## EXPLORE THE MATERIAL:
a. Answer these from the bead sayings:
(i) Which saint is thanked for finding many of the speaker's beads?
(ii) What kind of bead would the speaker walk a mile for?
(iii) What shape of beads do most men buy?
b. Quote the bead sayings word for word, everything from "Don’t be ashamed" down to "and your beads.".

## SUPPLIED PASSAGE:
□ □ □

Never be shy to show me what you’ve created with our Venetian beads. I’m sure it turned out beautiful.
It’s okay to have a little buzz on while you’re creating, just not when you’re crimping.
We name some of our beads after artists such as Gino Severini, Gustav Klimt, Wassily Kandinsky, Claude Monet, and Piet Mondrian. Our beads are artistic paintings on glass.
When in doubt, buy two.
If you can’t sell a bead, you can always give it away for free. Instant karma!
Fresh breath can make or break a sale.
I try not to refer to our beads as being in “a pile of junk” or anything negative. Our beads are treasures.
If you’re recovering from back surgery, and a bead drops and rolls underneath a 300-pound antique bookshelf, do yourself a favor . . . and get the bead.
Don’t be ashamed to show a customer a broken bead. Another man’s junk is another man’s treasure.
If at first, you don’t succeed, put it aside along with the other 100 projects that you’ll finish later.
Count your blessings and your beads.
Most men buy long cylinder-shaped beads and I don’t know why.
I’ll walk a mile for a chevron.
Not all of our beads are for sale; some are on display for bragging rights.
If I had the choice to attend a bead show or a rock concert, I’d choose a rock concert. Musicians come and go, but beads will remain forever.
It’s probably not a great idea to take a sauna while wearing uranium fused beads around your neck.
Saint Anthony, patron saint of lost things, has found many of my beads. Grazie Sant’Antonio!
For those who prefer to allow “fate” to decide whether or not the bead is going home with you . . . you snooze, you lose.
Shopping online is convenient; shopping in person is an experience.
When you say, “I’ll probably regret not buying this,” I believe you.

□ □ □

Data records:
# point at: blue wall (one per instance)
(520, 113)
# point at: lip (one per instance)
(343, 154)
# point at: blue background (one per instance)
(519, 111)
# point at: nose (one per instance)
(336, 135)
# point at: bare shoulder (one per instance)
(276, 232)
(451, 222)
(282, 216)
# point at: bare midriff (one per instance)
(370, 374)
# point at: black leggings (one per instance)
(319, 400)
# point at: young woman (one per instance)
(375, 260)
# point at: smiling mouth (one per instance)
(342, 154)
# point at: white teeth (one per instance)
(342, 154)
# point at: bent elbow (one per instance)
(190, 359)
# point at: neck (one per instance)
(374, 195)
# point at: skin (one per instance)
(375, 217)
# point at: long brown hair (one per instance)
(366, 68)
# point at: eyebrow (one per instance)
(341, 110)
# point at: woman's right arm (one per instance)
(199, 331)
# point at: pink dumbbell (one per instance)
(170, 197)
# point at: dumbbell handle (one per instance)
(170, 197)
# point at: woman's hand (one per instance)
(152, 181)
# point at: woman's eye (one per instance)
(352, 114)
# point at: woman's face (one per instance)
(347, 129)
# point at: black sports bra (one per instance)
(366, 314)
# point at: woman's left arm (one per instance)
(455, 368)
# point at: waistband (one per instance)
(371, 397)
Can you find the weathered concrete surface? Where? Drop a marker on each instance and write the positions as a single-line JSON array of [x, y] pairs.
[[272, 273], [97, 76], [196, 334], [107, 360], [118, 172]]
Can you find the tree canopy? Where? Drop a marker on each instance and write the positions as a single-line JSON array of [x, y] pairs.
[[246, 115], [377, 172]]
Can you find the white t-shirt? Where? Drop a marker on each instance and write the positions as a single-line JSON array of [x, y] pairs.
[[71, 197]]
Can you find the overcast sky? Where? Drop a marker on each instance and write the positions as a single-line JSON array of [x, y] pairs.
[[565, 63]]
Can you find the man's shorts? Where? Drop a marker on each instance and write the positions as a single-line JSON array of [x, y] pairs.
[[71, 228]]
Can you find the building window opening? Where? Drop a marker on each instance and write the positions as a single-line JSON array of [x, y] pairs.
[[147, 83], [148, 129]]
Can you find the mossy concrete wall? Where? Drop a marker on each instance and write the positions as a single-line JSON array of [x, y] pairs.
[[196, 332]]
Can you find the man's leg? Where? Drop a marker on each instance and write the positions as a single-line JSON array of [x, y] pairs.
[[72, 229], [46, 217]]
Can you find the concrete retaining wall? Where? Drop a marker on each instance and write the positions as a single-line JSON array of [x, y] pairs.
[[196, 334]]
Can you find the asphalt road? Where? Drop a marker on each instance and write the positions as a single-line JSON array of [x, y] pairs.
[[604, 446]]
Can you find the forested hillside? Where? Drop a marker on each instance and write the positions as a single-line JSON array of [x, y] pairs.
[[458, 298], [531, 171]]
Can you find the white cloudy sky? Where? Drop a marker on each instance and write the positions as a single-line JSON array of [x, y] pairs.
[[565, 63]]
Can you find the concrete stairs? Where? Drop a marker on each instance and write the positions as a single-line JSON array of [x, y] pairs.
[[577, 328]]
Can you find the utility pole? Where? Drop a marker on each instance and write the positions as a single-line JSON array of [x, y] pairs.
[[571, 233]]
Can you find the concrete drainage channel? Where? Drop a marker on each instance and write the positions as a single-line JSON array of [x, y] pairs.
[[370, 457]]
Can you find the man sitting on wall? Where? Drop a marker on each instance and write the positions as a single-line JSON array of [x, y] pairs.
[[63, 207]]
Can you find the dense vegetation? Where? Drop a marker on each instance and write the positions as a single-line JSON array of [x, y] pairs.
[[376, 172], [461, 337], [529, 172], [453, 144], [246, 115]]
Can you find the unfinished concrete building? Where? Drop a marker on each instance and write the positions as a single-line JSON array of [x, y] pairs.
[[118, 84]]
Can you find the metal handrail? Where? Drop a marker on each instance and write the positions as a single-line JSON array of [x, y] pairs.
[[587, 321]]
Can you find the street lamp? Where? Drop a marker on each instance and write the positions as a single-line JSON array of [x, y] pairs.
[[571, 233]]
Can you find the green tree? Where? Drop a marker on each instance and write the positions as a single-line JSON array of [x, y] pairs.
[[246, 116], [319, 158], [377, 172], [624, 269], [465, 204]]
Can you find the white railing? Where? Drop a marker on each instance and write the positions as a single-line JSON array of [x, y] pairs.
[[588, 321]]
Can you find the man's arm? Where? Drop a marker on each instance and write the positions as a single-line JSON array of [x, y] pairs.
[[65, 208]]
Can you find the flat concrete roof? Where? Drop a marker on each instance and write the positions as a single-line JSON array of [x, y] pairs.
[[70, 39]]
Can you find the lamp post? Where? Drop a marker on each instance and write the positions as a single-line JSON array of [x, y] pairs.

□ □ □

## TASK RESULTS:
a.
(i) Saint Anthony
(ii) A chevron
(iii) Long cylinder-shaped beads

b.
Don’t be ashamed to show a customer a broken bead. Another man’s junk is another man’s treasure.
If at first, you don’t succeed, put it aside along with the other 100 projects that you’ll finish later.
Count your blessings and your beads.